Task prompt. Render the data below as a JSON list of strings, with one string for each line and no blank lines.

Supplied records.

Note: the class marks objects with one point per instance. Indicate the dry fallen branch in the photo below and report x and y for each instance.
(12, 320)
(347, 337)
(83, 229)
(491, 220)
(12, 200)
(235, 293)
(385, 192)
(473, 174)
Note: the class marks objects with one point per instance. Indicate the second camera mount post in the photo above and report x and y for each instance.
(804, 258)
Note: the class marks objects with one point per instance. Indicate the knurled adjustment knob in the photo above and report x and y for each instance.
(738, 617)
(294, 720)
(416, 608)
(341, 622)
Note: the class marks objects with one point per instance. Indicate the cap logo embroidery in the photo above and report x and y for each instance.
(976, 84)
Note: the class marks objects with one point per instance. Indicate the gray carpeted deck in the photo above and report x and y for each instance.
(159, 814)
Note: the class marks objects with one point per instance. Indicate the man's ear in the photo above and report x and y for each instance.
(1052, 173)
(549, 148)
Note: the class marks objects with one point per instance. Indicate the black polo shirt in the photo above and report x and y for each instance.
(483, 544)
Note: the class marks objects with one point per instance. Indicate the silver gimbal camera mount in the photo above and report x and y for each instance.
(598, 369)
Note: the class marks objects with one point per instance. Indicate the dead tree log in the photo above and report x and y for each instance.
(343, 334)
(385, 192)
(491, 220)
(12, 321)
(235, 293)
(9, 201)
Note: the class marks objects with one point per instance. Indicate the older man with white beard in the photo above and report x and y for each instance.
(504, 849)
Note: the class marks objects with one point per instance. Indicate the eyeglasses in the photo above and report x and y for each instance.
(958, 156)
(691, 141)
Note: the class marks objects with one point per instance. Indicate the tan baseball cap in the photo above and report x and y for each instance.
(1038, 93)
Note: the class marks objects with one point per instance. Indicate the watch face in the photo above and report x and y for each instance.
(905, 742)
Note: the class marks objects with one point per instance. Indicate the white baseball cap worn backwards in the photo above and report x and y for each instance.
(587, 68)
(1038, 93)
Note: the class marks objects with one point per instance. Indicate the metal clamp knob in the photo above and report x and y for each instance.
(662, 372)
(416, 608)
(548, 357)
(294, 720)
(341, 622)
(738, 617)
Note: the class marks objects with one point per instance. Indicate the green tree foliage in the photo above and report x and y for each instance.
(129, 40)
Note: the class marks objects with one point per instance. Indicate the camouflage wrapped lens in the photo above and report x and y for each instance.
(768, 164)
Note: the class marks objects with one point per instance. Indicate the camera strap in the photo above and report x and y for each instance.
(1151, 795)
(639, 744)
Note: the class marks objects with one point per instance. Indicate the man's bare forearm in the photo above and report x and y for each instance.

Finished exercise.
[
  "Note: the class marks objects with one point per instance. Indicate the dry fallen branch in the photo below and report x and y for each instance.",
  "(12, 320)",
  "(347, 337)",
  "(83, 229)",
  "(491, 220)",
  "(12, 200)",
  "(235, 293)",
  "(385, 192)",
  "(473, 174)",
  "Note: the class marks objects with one point per instance. Indicate the second camera mount post in the photo above and report x and y for each instance.",
  "(804, 258)",
  "Note: the class marks objects with one point per instance. Indicate the knurled adjustment knob in the photo above and report x and y for each instance.",
  "(738, 617)",
  "(294, 720)",
  "(416, 608)",
  "(341, 622)",
  "Note: the class marks objects with one point per instance. Indicate the cap logo embroidery in the photo above and report x and y for each instance.",
  "(976, 84)",
  "Note: the class marks objects with one point per instance. Indicate the gray carpeted deck in the photo above and report x and y for each instance.",
  "(159, 814)",
  "Note: the class marks objects with one point per instance. Indicate the man's ear in the photo above and report x and y for each instance.",
  "(1052, 173)",
  "(549, 148)",
  "Note: the class marks objects with one point per instance. Indicate the black polo shirt in the photo above and report x and y for each instance.",
  "(483, 544)",
  "Note: the class marks objects with one point per instance. Indicate the silver gimbal camera mount in the photo above and report x and y for each instance.",
  "(598, 369)",
  "Note: the class marks objects with one point per instance. Indicate the dead tree log in the photo above and report x and y for each instance.",
  "(343, 334)",
  "(385, 192)",
  "(491, 220)",
  "(12, 321)",
  "(235, 293)",
  "(9, 201)",
  "Note: the class marks objects with one point per instance. Indicate the older man with white beard in the photo above and report x and y for each instance.",
  "(504, 849)",
  "Note: the class marks objects with one point per instance. Indicate the eyeglasses in the photo above and report x and y for each instance.",
  "(958, 156)",
  "(691, 141)",
  "Note: the class marks objects with one point per instance. Indicate the tan baseball cap in the photo above and report x and y for each instance.",
  "(1038, 93)",
  "Note: the class marks objects with one point per instance. Indicate the watch face in the photo above and report x and y for each instance.",
  "(905, 742)",
  "Note: the class marks objects with one point per instance. Indicate the white baseball cap worn backwards in the photo above and report x and y for each instance.",
  "(587, 68)",
  "(1038, 93)",
  "Note: the class marks objects with one point per instance. Indicate the metal clamp knob in the photo above and report x and y for each instance.",
  "(662, 372)",
  "(416, 608)",
  "(548, 357)",
  "(294, 720)",
  "(341, 622)",
  "(738, 617)",
  "Note: the class marks objects with one point per instance. Indicate the green tree foliage in the photo above and report x and y for each instance.",
  "(129, 40)",
  "Note: the class marks objects with one point per instance. Indicate the camouflage wrapped lens in the photo above and report x and y for each instance.",
  "(768, 164)",
  "Note: the class marks objects with one point per instance. Indicate the camera strap in the photo above and report x and y for each instance.",
  "(1151, 795)",
  "(639, 744)",
  "Note: the class marks objects with one point per instance. Indicate the man's bare forearm in the photo above and report x and y for each instance."
]